**DATA SHOWN**
==================================================
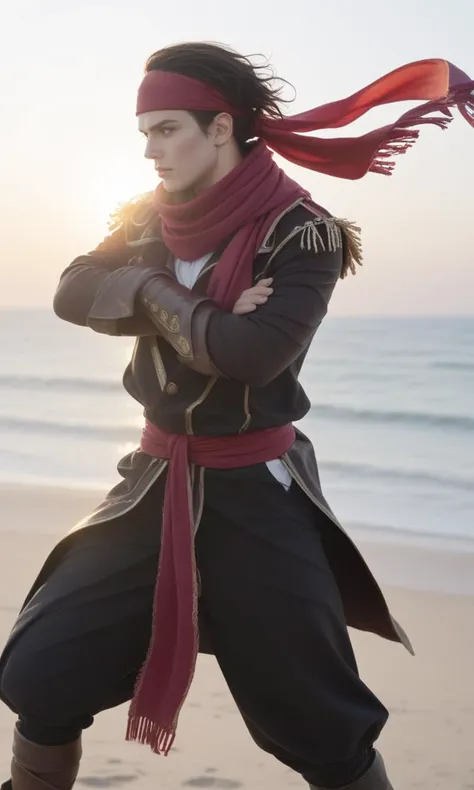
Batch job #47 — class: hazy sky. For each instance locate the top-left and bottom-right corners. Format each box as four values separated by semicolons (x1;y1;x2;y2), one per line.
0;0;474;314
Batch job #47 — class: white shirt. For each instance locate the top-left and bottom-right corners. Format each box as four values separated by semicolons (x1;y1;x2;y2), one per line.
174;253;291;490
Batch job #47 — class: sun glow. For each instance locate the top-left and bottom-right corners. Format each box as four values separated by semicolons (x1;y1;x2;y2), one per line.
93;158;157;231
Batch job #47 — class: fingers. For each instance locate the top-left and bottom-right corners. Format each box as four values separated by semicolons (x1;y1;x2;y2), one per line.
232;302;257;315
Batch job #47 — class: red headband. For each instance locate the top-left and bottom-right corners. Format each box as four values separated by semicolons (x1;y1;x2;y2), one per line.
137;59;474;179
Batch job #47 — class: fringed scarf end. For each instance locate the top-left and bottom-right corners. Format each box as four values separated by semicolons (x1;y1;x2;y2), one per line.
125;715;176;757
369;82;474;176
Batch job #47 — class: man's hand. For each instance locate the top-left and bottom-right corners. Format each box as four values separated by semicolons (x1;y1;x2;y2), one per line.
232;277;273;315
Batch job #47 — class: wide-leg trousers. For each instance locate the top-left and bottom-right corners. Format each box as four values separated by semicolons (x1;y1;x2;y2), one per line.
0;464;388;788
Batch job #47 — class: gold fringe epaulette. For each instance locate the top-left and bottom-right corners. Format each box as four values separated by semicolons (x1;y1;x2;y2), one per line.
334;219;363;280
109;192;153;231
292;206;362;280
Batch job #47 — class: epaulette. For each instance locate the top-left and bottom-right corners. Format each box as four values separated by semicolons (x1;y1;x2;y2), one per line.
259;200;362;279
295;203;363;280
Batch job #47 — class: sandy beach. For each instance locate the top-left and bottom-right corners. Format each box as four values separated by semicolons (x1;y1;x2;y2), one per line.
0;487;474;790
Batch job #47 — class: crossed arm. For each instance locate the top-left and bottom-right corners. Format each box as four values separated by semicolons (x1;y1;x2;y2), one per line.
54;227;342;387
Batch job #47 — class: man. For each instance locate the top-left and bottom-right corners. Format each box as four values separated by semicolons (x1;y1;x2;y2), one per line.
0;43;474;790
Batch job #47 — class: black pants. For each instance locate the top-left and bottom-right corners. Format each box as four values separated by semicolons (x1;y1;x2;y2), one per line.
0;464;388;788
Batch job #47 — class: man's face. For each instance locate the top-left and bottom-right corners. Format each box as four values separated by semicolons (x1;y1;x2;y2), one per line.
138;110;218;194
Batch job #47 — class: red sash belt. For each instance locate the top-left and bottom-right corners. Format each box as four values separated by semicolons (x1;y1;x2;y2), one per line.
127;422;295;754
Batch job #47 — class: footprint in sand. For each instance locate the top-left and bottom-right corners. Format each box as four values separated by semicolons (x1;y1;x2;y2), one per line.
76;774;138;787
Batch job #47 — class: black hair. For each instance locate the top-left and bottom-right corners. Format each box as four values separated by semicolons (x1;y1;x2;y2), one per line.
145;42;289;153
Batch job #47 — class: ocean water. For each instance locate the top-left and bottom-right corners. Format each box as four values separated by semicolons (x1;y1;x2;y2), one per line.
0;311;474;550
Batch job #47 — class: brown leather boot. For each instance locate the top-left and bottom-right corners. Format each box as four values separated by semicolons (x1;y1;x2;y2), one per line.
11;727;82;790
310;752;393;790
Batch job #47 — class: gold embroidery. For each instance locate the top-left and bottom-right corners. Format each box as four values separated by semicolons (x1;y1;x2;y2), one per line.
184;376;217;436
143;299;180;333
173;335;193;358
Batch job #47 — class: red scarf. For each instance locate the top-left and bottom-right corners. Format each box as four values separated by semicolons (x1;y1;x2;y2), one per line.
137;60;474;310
==================================================
**PROBLEM DESCRIPTION**
Starting at the line that contains "Batch job #47 — class: gold embroidery.", print every line through the end of the listing, word for word. Leave out all the rest.

**OUTPUT OF THE TASK**
Batch job #47 — class: gold embroidery. For each instance locate the top-left and bottom-right corners. Format each box as four values separated by semicolons (x1;y1;x2;y2), one per line.
184;376;217;436
143;299;180;333
173;335;193;358
Batch job #47 — class: red scarf. For each instance locate the top-left and bottom-right corners. Format each box as four values separated by semicolons (x1;y1;x2;y2), one per line.
137;60;474;310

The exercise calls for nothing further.